ЗАДАНИЯ:
A. Извлеките из текста о депрессии фрагмент, начиная со слов «Запад бахвалится, что» и вплоть до слов «являются цивилизованными людьми.», без изменений.
B. Перескажите в виде списка абзац текста о депрессии, который начинается словами «Запад бахвалится», и сохраните его основные факты.

ТЕКСТ ДЛЯ ЧТЕНИЯ:
★ ★ ★ ★ ★
Империя депрессии. Глобальная история разрушительной болезни - Джонатан Садовски
Шрифт:
Интервал:
Закладка:
Индийские исследователи в 1970-х годах выражали удивление рекордно низкому уровню вины как симптому депрессии, поскольку совокупность индийских культур имеет обширные культурные склонности к вине[221]. Но чувство вины может и не проявиться при обезличенном опросе и проявиться лишь при дальнейшем углублении в терапию[222]. Другие ученые находили у индийцев симптомы вины, часто относящиеся к дурным поступкам из прошлого воплощения[223]. Чувство вины как симптом депрессии кажется не таким уж редким за пределами Запада, но смысл, вкладываемый в понятие вины, варьируется в зависимости от культуры[224]. Кажется, можно говорить об «идиомах вины» точно так же, как и об «идиомах горя».
Запад бахвалится, что концепция «культуры вины» – его личная придумка. Как и сама депрессия, чрезмерная вина необъяснимым образом превозносилась в колониальном мышлении: она была не только разрушительным симптомом болезни, но и признаком культурных достижений. Теоретик антиколониализма и психиатр Франц Фанон заметил, что французские коллеги считали, что алжирцы не способны на подлинную меланхолию, только лишь на «псевдомеланхолию»[225]. Психиатры считали, что жители Алжира не чувствуют вину как симптом, поскольку направляют всю агрессию вовне. Утверждение, что алжирцы способны лишь на «псевдомеланхолию», – не что иное, как завуалированный посыл: они не являются цивилизованными людьми.
Врачи, психотерапевты и публицисты продолжают спорить о телесном и психическом, генетике и травматике, о медикаментозной терапии и психотерапевтических практиках. Эти дискуссии часто предполагают ложный выбор. Однако стоит помнить: медикаменты, как и психотерапевтические практики, помогают; как генетическая предрасположенность, так и жизненные обстоятельства могут влиять на причинную обусловленность. По каждой точке зрения то и дело появляются догматические утверждения. Но их не следует допускать.
★ ★ ★ ★ ★
ЗАПИСИ:

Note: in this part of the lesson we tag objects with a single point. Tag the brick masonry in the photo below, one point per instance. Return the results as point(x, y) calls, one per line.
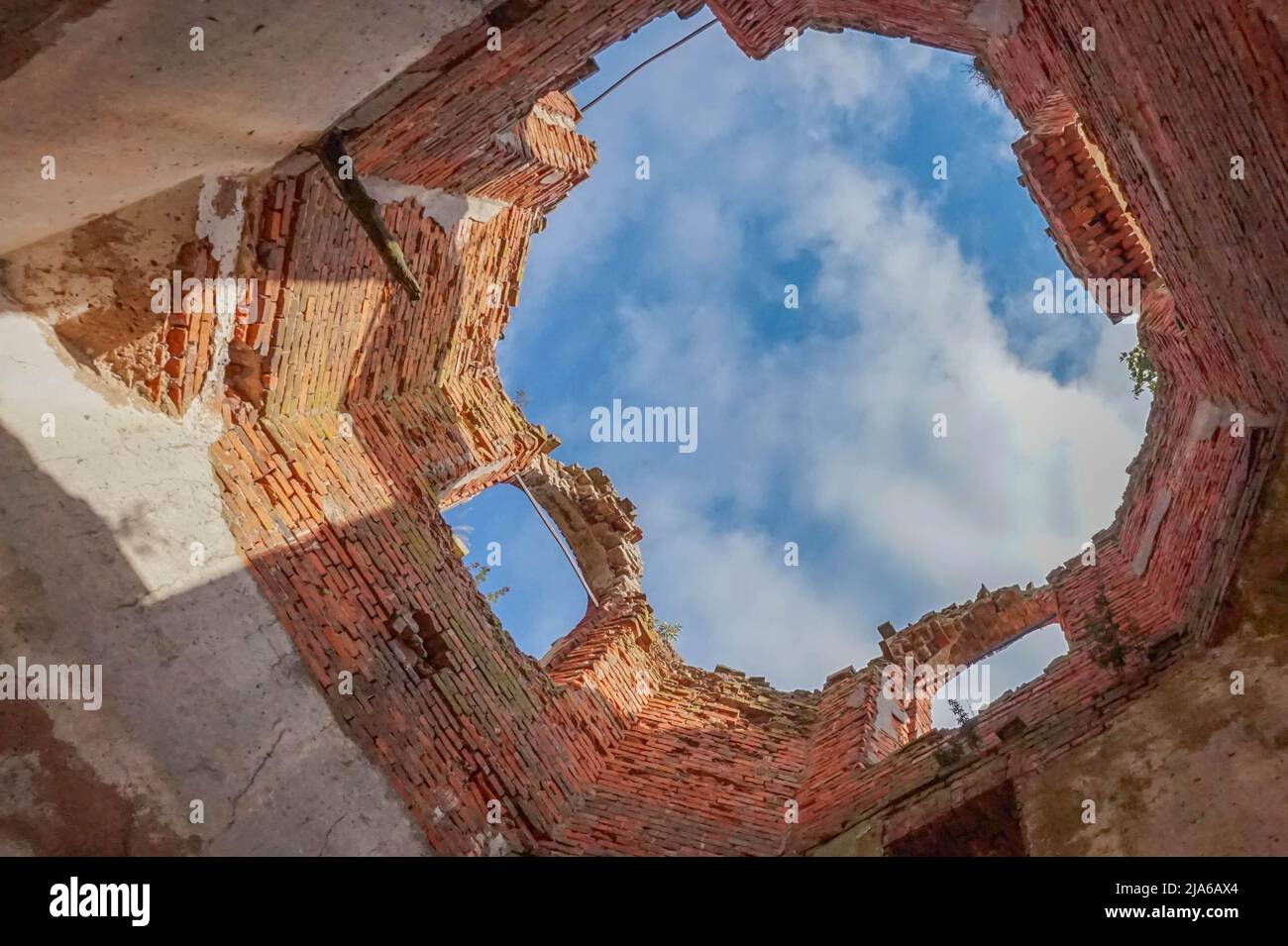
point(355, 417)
★ ★ ★ ★ ★
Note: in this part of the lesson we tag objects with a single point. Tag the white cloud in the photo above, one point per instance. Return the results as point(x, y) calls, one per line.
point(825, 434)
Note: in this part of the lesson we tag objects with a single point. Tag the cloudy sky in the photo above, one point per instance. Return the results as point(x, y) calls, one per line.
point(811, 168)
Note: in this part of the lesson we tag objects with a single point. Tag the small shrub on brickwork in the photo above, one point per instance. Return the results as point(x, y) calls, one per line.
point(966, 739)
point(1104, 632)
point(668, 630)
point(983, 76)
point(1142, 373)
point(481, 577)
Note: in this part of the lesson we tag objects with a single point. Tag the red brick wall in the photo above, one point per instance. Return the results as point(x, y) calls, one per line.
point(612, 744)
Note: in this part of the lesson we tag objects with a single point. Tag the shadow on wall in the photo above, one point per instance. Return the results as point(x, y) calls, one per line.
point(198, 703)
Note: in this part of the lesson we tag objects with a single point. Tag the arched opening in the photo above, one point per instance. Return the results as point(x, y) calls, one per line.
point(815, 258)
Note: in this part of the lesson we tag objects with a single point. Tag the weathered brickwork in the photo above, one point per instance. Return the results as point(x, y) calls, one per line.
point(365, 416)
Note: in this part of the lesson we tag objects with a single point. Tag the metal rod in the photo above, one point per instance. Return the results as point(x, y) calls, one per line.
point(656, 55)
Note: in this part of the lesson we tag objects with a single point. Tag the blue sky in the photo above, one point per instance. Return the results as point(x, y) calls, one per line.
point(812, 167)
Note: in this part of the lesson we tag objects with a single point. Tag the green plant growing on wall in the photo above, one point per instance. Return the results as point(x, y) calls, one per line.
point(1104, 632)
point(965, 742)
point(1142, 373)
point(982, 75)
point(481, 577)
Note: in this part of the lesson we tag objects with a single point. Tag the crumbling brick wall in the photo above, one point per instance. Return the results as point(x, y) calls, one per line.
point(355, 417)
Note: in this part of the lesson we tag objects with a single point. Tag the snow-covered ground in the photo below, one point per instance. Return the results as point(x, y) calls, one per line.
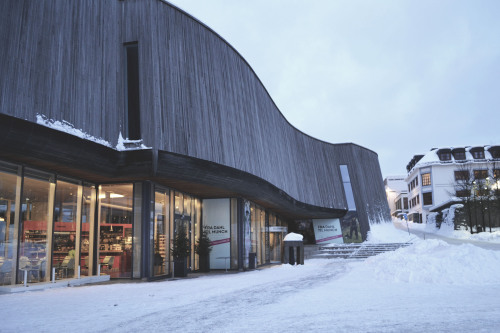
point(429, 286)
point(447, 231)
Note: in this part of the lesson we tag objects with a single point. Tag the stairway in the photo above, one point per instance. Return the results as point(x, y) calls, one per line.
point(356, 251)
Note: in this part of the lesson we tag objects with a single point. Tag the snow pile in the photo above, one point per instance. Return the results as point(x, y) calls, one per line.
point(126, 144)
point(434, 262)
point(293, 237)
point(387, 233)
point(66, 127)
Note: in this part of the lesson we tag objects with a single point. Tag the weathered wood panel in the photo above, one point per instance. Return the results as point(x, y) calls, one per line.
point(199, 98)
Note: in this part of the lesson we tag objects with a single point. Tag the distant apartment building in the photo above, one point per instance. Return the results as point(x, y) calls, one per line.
★ ★ ★ ★ ★
ОТВЕТЫ:
A.
Запад бахвалится, что концепция «культуры вины» – его личная придумка. Как и сама депрессия, чрезмерная вина необъяснимым образом превозносилась в колониальном мышлении: она была не только разрушительным симптомом болезни, но и признаком культурных достижений. Теоретик антиколониализма и психиатр Франц Фанон заметил, что французские коллеги считали, что алжирцы не способны на подлинную меланхолию, только лишь на «псевдомеланхолию»[225]. Психиатры считали, что жители Алжира не чувствуют вину как симптом, поскольку направляют всю агрессию вовне. Утверждение, что алжирцы способны лишь на «псевдомеланхолию», – не что иное, как завуалированный посыл: они не являются цивилизованными людьми.

B.
- Запад считает концепцию «культуры вины» своим изобретением.
- В колониальном мышлении чрезмерная вина считалась и разрушительным симптомом болезни, и признаком культурных достижений.
- Франц Фанон, теоретик антиколониализма и психиатр, заметил, что его французские коллеги считали алжирцев способными лишь на «псевдомеланхолию», а не на подлинную меланхолию.
- По мнению психиатров, алжирцы не чувствуют вину как симптом, поскольку направляют всю агрессию вовне.
- За утверждением о «псевдомеланхолии» стоял завуалированный посыл, что алжирцы не являются цивилизованными людьми.